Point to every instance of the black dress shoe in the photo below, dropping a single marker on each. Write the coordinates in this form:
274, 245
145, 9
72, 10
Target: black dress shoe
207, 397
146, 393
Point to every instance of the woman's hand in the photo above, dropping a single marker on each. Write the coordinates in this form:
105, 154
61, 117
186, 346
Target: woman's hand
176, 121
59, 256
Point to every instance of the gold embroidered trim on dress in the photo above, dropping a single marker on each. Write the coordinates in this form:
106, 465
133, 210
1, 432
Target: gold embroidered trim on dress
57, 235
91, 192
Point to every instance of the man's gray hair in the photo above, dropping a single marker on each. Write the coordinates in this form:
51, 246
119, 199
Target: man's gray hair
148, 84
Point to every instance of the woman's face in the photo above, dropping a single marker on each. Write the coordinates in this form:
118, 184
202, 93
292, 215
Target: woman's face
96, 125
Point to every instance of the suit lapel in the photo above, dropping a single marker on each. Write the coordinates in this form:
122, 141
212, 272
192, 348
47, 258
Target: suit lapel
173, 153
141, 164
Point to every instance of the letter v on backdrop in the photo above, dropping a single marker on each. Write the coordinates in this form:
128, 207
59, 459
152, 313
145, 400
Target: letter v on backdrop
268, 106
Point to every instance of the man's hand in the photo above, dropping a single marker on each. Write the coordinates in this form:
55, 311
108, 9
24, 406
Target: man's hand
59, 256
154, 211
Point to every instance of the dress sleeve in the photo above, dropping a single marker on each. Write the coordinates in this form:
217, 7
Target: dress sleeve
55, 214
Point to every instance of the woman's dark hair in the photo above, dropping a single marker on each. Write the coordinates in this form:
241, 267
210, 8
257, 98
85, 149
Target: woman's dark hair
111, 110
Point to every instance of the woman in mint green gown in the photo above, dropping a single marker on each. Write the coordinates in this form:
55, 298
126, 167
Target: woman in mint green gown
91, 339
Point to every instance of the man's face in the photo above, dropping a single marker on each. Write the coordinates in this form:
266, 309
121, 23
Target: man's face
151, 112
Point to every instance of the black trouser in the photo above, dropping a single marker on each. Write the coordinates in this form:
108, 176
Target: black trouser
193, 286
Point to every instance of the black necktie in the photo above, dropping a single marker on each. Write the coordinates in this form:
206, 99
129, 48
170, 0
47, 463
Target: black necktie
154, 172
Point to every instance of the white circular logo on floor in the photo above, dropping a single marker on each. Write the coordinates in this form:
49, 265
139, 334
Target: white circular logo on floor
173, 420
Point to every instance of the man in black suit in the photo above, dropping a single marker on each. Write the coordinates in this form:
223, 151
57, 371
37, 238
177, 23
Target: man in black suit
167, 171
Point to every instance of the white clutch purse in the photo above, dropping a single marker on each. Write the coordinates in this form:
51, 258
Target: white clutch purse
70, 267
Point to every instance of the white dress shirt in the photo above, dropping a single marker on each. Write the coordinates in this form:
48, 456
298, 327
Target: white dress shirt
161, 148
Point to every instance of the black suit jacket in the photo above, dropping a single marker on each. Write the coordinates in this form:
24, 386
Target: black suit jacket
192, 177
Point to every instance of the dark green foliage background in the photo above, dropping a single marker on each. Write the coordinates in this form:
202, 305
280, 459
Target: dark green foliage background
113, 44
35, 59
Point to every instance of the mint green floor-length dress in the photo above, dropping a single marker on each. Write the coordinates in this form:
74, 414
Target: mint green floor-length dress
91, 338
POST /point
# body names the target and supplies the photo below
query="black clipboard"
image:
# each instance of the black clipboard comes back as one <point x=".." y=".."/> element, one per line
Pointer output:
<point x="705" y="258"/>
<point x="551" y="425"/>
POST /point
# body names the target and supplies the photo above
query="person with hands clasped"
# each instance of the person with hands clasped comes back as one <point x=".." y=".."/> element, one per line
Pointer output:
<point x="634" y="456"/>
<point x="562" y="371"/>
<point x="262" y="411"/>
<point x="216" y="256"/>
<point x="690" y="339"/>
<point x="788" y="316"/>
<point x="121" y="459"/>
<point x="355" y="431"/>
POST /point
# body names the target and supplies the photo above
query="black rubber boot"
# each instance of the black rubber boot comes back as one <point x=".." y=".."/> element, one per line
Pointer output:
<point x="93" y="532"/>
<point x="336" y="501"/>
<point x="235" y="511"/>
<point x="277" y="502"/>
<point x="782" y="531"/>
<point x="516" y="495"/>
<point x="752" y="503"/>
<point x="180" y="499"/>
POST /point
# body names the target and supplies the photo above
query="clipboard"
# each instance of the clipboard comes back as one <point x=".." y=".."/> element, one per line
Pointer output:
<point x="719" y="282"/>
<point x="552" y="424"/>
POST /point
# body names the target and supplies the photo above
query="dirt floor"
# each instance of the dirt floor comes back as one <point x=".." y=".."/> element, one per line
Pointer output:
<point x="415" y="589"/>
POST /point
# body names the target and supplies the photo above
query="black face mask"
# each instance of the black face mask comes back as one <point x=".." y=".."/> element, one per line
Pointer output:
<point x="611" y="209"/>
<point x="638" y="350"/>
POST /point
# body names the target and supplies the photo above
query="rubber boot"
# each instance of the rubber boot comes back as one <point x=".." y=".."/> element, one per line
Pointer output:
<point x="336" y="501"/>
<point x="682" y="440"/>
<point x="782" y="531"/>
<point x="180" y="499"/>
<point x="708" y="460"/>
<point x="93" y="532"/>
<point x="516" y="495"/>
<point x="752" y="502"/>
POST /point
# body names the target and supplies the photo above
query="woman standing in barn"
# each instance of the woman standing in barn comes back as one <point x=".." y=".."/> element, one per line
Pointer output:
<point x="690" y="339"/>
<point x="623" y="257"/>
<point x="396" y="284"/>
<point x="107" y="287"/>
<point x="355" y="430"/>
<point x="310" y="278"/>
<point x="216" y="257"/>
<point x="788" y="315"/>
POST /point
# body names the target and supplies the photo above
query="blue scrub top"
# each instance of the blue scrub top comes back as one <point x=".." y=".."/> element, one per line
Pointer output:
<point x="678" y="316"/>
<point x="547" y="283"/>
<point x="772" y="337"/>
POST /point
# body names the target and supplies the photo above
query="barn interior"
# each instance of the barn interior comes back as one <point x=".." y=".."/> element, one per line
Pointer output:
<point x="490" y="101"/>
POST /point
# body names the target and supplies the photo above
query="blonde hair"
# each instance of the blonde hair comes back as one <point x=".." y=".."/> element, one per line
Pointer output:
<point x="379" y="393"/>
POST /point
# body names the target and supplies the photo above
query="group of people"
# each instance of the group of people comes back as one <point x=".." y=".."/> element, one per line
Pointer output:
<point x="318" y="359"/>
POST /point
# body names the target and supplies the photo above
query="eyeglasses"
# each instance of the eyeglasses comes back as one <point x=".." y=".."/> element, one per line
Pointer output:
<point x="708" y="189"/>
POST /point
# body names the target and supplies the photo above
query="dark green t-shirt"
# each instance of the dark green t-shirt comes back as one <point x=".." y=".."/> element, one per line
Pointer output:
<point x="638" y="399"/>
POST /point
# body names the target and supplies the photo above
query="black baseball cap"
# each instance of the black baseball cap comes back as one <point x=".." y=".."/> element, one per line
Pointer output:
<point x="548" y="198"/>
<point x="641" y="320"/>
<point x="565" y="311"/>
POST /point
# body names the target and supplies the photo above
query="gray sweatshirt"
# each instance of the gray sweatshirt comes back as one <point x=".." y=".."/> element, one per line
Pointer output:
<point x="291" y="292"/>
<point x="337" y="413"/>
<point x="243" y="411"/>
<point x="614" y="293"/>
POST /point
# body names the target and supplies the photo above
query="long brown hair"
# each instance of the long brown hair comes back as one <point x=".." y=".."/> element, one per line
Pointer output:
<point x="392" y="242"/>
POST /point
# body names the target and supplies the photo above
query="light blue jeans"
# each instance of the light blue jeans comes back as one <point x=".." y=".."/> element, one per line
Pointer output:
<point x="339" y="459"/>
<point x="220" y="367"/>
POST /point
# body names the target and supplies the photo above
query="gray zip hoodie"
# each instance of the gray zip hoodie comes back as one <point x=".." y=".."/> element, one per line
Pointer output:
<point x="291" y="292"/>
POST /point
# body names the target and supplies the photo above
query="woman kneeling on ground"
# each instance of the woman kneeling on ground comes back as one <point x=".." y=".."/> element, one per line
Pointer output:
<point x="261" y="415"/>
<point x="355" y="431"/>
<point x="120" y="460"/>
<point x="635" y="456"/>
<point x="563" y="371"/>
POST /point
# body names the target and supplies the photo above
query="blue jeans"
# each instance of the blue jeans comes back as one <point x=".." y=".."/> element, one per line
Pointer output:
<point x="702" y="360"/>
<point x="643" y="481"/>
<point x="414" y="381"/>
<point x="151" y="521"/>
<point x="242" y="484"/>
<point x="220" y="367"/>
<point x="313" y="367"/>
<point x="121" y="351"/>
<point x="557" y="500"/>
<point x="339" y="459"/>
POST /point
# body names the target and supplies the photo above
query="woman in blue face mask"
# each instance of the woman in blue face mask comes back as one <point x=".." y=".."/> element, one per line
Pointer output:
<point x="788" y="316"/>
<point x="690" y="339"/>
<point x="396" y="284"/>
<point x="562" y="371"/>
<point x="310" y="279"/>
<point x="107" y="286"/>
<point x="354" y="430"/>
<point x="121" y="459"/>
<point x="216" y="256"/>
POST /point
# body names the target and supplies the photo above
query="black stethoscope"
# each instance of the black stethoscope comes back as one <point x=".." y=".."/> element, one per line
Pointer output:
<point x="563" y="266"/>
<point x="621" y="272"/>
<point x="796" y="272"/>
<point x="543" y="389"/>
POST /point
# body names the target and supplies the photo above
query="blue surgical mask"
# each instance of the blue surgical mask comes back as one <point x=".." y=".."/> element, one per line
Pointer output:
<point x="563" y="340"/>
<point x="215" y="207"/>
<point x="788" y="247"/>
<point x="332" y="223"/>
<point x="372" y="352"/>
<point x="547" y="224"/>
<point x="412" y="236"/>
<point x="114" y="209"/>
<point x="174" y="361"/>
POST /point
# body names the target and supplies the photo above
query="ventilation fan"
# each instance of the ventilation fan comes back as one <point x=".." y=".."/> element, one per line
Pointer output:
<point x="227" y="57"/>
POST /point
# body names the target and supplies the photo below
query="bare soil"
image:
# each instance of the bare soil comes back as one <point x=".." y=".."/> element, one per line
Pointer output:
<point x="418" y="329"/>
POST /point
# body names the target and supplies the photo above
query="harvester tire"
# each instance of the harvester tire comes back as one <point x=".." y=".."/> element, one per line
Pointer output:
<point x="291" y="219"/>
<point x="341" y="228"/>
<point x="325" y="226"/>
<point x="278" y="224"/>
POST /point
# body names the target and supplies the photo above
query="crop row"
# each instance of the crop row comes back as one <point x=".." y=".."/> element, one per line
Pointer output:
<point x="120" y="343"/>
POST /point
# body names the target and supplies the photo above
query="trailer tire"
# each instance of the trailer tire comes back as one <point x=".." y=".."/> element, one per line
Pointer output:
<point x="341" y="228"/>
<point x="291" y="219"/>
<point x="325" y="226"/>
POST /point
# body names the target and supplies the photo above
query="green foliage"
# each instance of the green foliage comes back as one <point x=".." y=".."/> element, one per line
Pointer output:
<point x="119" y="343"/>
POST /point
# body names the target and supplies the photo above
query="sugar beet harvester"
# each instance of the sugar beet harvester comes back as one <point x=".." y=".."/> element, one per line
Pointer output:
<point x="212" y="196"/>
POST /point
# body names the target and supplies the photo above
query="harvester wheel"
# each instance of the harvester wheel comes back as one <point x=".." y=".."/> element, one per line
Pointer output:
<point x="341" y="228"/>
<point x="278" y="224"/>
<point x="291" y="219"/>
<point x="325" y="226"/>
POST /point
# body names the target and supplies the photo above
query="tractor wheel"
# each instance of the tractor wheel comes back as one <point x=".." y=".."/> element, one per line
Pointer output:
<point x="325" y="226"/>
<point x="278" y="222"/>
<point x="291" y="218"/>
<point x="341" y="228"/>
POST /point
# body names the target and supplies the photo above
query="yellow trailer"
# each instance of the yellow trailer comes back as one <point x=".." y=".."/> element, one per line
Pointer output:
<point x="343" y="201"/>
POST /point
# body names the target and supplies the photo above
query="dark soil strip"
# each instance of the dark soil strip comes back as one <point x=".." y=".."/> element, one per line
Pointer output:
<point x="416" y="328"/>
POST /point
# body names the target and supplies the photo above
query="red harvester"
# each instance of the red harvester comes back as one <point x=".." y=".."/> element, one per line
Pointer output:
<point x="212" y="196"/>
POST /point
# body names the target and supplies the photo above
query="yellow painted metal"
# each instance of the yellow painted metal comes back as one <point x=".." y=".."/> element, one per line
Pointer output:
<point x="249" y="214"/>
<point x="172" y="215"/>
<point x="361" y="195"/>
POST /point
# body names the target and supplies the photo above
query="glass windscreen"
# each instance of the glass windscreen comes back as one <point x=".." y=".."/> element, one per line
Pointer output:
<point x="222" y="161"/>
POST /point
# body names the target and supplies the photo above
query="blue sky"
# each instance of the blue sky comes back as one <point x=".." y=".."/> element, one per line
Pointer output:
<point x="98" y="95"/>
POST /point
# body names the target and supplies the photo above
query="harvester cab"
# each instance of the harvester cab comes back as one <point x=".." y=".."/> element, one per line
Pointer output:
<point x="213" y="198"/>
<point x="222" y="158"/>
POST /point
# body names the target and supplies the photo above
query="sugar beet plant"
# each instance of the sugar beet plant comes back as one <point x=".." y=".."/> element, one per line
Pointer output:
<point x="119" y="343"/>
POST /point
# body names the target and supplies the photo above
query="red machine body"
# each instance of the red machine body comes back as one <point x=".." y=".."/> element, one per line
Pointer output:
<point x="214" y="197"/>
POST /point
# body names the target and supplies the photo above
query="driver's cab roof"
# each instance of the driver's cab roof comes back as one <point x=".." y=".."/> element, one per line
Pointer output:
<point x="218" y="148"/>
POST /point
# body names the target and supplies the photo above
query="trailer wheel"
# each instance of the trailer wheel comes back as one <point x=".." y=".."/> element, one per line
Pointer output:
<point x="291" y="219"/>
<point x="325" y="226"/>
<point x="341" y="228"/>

_EXERCISE REQUIREMENTS_:
Repeat, character for character, the lines of the material above from the line with "# each instance of the gray zip" through the line with "# each instance of the blue jeans".

_SOLUTION BELOW_:
# each instance of the gray zip hoodie comes back as one <point x=".." y=".."/> element, one per line
Pointer output:
<point x="291" y="292"/>
POST /point
# body names the target and supplies the photo above
query="woman kneeling on ground"
# each instance of the woman kneeling on ground comes back as one <point x=".." y=".."/> element, one per line
Pointer output:
<point x="261" y="415"/>
<point x="355" y="431"/>
<point x="120" y="460"/>
<point x="635" y="456"/>
<point x="563" y="371"/>
POST /point
# body names the target and supplies the photo above
query="blue jeans"
# each instance of the blue jeans comes back as one <point x=".." y=".."/> element, one per line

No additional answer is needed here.